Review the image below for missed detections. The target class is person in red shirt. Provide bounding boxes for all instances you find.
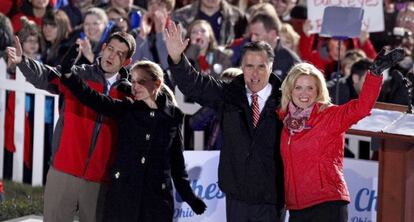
[11,0,54,34]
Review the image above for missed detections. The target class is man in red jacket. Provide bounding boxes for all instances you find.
[7,31,136,222]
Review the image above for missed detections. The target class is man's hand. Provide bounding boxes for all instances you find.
[164,21,189,64]
[6,36,23,66]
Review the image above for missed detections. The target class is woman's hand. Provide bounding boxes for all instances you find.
[165,21,189,64]
[139,13,152,39]
[153,10,167,33]
[76,37,94,63]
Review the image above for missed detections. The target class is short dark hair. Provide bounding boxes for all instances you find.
[106,31,136,59]
[249,13,282,34]
[351,58,373,78]
[241,41,275,64]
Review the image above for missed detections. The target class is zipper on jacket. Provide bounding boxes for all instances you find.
[288,134,299,206]
[82,116,104,176]
[82,82,110,176]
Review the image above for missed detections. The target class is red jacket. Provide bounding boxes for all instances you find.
[278,72,382,210]
[17,57,130,183]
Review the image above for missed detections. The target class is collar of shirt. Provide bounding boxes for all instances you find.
[246,83,272,112]
[106,73,119,88]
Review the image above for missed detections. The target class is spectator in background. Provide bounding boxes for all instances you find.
[396,4,414,34]
[299,20,377,78]
[131,0,175,73]
[185,19,232,78]
[237,0,265,19]
[41,10,73,66]
[7,31,136,222]
[99,0,145,17]
[172,0,248,45]
[350,59,374,95]
[227,2,279,66]
[76,7,109,64]
[190,67,242,150]
[11,0,54,33]
[18,17,43,61]
[270,0,297,22]
[288,4,307,36]
[327,50,367,105]
[370,2,399,52]
[106,7,131,33]
[166,22,285,222]
[279,23,300,56]
[61,0,94,29]
[247,13,301,80]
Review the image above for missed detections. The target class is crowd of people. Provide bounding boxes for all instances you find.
[0,0,412,221]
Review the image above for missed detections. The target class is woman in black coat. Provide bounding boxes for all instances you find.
[61,60,206,222]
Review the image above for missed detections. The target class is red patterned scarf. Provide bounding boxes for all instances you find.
[284,102,314,135]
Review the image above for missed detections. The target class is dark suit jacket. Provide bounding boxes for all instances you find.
[169,56,285,209]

About this task:
The answer should hold exactly the lines running from the one with "is woman in" to the final line of the data, both ends counted.

Answer to this problem:
Review the image above for missed detections. The target class is woman in black coat. Provide bounding boxes for all instances you find.
[61,60,206,222]
Review the image above for missed detections. The target class is red patterned scarf. Provide bounding boxes for all instances you find.
[284,102,314,135]
Review the image above for missed detections. The target class is dark suit jacket. Provide bounding boxes for all instances you find.
[169,56,285,209]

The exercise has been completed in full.